[begin ENTRIES SHOWN]

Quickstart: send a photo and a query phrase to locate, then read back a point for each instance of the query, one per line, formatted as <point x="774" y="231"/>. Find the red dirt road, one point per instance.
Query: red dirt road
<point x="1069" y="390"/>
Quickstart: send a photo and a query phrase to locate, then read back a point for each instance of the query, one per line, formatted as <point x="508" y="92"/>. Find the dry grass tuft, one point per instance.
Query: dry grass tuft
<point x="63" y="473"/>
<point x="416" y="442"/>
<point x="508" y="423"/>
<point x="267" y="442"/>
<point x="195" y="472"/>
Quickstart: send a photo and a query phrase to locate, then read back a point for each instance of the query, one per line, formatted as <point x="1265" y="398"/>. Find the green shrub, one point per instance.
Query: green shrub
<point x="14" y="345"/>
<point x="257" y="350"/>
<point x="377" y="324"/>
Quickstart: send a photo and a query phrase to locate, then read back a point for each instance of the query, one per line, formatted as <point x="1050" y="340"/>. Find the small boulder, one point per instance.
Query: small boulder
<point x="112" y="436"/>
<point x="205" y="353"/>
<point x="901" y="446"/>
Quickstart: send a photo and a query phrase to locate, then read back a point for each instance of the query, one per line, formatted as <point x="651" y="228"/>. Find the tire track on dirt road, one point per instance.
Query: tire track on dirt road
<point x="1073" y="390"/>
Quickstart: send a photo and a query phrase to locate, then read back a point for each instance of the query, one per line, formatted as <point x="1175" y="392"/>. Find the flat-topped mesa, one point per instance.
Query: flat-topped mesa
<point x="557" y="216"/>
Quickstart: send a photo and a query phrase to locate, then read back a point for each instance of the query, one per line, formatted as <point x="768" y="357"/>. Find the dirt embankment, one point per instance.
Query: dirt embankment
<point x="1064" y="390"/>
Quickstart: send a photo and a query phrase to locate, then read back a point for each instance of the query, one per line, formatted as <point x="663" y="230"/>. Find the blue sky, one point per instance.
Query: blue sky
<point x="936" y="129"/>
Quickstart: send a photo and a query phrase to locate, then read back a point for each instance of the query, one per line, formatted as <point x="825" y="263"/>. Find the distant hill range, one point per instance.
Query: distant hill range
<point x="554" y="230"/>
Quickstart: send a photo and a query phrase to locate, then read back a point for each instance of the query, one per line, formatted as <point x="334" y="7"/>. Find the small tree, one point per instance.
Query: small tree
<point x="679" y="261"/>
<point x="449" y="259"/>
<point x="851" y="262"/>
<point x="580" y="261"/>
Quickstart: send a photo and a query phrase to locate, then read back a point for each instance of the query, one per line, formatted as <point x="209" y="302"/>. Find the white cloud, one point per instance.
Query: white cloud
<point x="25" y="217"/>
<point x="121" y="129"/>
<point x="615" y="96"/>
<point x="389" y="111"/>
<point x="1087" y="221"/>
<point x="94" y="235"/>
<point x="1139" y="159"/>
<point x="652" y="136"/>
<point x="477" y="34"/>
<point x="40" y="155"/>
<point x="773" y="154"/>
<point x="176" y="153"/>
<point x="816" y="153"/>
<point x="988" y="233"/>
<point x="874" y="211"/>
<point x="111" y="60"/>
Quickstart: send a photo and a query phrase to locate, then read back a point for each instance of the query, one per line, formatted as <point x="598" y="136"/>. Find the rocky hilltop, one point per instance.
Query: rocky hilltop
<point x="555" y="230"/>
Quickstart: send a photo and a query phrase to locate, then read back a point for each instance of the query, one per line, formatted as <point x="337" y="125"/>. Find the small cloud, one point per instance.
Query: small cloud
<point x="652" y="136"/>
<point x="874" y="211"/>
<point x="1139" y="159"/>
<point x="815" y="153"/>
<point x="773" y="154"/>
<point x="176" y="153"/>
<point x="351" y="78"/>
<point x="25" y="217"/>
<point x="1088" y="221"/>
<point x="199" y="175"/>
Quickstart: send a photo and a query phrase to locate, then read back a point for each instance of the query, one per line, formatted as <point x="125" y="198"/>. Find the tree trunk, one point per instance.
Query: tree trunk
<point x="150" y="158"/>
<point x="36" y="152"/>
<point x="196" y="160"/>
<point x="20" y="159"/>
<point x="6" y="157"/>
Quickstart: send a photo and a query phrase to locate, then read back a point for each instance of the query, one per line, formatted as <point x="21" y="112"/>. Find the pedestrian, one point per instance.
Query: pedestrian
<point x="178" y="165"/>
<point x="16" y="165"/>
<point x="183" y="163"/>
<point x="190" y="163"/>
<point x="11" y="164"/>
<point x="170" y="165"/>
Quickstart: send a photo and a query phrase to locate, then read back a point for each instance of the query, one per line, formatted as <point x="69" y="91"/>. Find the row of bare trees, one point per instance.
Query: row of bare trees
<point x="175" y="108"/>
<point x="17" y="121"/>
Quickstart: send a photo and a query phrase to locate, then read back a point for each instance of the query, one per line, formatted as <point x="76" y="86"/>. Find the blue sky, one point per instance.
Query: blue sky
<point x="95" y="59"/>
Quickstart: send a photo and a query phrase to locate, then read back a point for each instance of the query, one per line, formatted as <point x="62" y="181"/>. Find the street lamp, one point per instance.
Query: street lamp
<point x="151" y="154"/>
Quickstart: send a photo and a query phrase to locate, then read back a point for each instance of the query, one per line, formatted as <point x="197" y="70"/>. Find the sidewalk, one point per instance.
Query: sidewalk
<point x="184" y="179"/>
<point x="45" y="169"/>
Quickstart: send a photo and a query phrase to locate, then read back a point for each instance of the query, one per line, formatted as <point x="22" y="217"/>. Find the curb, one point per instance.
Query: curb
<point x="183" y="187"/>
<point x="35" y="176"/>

[end ENTRIES SHOWN]

### TASK PROMPT
Every entry should be output exactly as written, please.

### ANSWER TO THIS TASK
Quickstart: send a photo and a query phrase to locate, then read back a point for each instance of the query, one per line, formatted as <point x="774" y="231"/>. Find the red dirt road, one point per instance.
Query: red dirt road
<point x="1069" y="390"/>
Quickstart: send a photo and a query phrase to locate, then read back a point for each instance of the query, one per line, formatted as <point x="508" y="92"/>. Find the dry grass tuft, one point per instance.
Query: dry grass tuft
<point x="63" y="473"/>
<point x="416" y="442"/>
<point x="508" y="423"/>
<point x="267" y="442"/>
<point x="195" y="472"/>
Quickstart: send a photo and a query phrase to locate, then read back a point for each instance of the query, one per line, formatted as <point x="1265" y="398"/>. Find the green shrub, one point per instance.
Query: green shrub
<point x="14" y="345"/>
<point x="257" y="350"/>
<point x="377" y="324"/>
Quickstart: send a photo and a query phrase to locate, then read back a point for each instance of the query, one per line, formatted as <point x="1050" y="340"/>. Find the small boulder, one point per instance.
Query: small boulder
<point x="112" y="436"/>
<point x="205" y="353"/>
<point x="901" y="446"/>
Quickstart: send a photo and a query phrase to locate, then read back a point for each instance of the query, one per line, formatted as <point x="651" y="228"/>. Find the tire track on dirt road, one point per instance.
Query: tire track on dirt road
<point x="1073" y="390"/>
Quickstart: send a photo and a query phrase to locate, then read back a point for each instance of the query, one per line, formatted as <point x="1175" y="392"/>. Find the flat-topped mesa, one point per instance.
Query: flat-topped mesa
<point x="557" y="216"/>
Quickstart: send a photo and a query phrase to locate, then read back a point for each instance of the query, one per line, formatted as <point x="768" y="357"/>. Find the dirt embankment, one point per instance.
Query: dirt embankment
<point x="1064" y="390"/>
Quickstart: send a photo and a query phrase to locate, then read back a point for each instance of the query, one per line, formatted as <point x="663" y="230"/>. Find the blue sky, one point per instance.
Query: blue sky
<point x="936" y="129"/>
Quickstart: send a photo and a query phrase to locate, then read back a point for each instance of the query, one per line, formatted as <point x="825" y="263"/>. Find the distant hill range, one point per instance.
Query: distant hill range
<point x="554" y="230"/>
Quickstart: send a photo and a query phrase to locate, then read back a point for each instance of the query, one per line, formatted as <point x="334" y="7"/>. Find the small tree, one point per instance.
Query: small tree
<point x="679" y="261"/>
<point x="449" y="259"/>
<point x="851" y="262"/>
<point x="580" y="261"/>
Quickstart: send a photo and a query phrase to locate, then read back a point for each instance of the query, one per line, formatted as <point x="209" y="302"/>. Find the white cloud, one point per instance.
Query: white cloud
<point x="25" y="217"/>
<point x="121" y="129"/>
<point x="615" y="96"/>
<point x="389" y="111"/>
<point x="1087" y="221"/>
<point x="94" y="235"/>
<point x="1139" y="159"/>
<point x="652" y="136"/>
<point x="477" y="34"/>
<point x="40" y="155"/>
<point x="773" y="154"/>
<point x="176" y="153"/>
<point x="816" y="153"/>
<point x="988" y="233"/>
<point x="874" y="211"/>
<point x="111" y="60"/>
Quickstart: send a photo and a query phrase to locate, then read back a point for each instance of the query, one per line, formatted as <point x="598" y="136"/>. Find the rocky hilltop, one point per instance.
Query: rocky hilltop
<point x="555" y="230"/>
Quickstart: send a photo and a query phrase to locate, then read back a point for each instance of the query, one per line, formatted as <point x="337" y="125"/>. Find the small cloud, one point per instance.
Query: small cloud
<point x="652" y="136"/>
<point x="874" y="211"/>
<point x="1139" y="159"/>
<point x="815" y="153"/>
<point x="773" y="154"/>
<point x="176" y="153"/>
<point x="351" y="78"/>
<point x="25" y="217"/>
<point x="1088" y="221"/>
<point x="199" y="175"/>
Quickstart: send a photo and a query phrase to locate, then read back a point for each instance of the query, one per line, formatted as <point x="125" y="198"/>. Find the tree trunk, one point per instance.
Query: tree trunk
<point x="150" y="158"/>
<point x="36" y="152"/>
<point x="196" y="160"/>
<point x="20" y="159"/>
<point x="6" y="157"/>
Quickstart: send a photo and a query phrase to locate, then read back a point for each instance of the query, one per line, formatted as <point x="21" y="112"/>. Find the pedestrian, one point per instance.
Query: pedestrian
<point x="178" y="165"/>
<point x="16" y="165"/>
<point x="183" y="163"/>
<point x="190" y="163"/>
<point x="11" y="164"/>
<point x="170" y="165"/>
Quickstart: send a photo and a query phrase to locate, then read back a point for each instance of the query, one per line, formatted as <point x="69" y="91"/>. Find the row of bare trees, one point per instance.
Query: row of bare trees
<point x="175" y="108"/>
<point x="17" y="121"/>
Quickstart: send a photo and a query phrase to locate, then read back a point for each instance of the query, one per line, formatted as <point x="76" y="86"/>. Find the blue sky, one point per instance.
Query: blue sky
<point x="95" y="59"/>
Quickstart: send a photo and a query phrase to locate, then read back a point for each instance of the query, one per line, formatted as <point x="62" y="181"/>. Find the street lamp, one point per instance.
Query: street lamp
<point x="151" y="154"/>
Quickstart: send a photo and a query phrase to locate, then read back a point for each instance of the query, one per line, formatted as <point x="197" y="70"/>. Find the sidewalk, one point per instance.
Query: sidewalk
<point x="184" y="179"/>
<point x="45" y="169"/>
Quickstart: send a photo and a query phrase to locate, then read back a point for each instance of the query, one per line, formatted as <point x="22" y="217"/>. Find the curb, one point per instance.
Query: curb
<point x="183" y="187"/>
<point x="35" y="176"/>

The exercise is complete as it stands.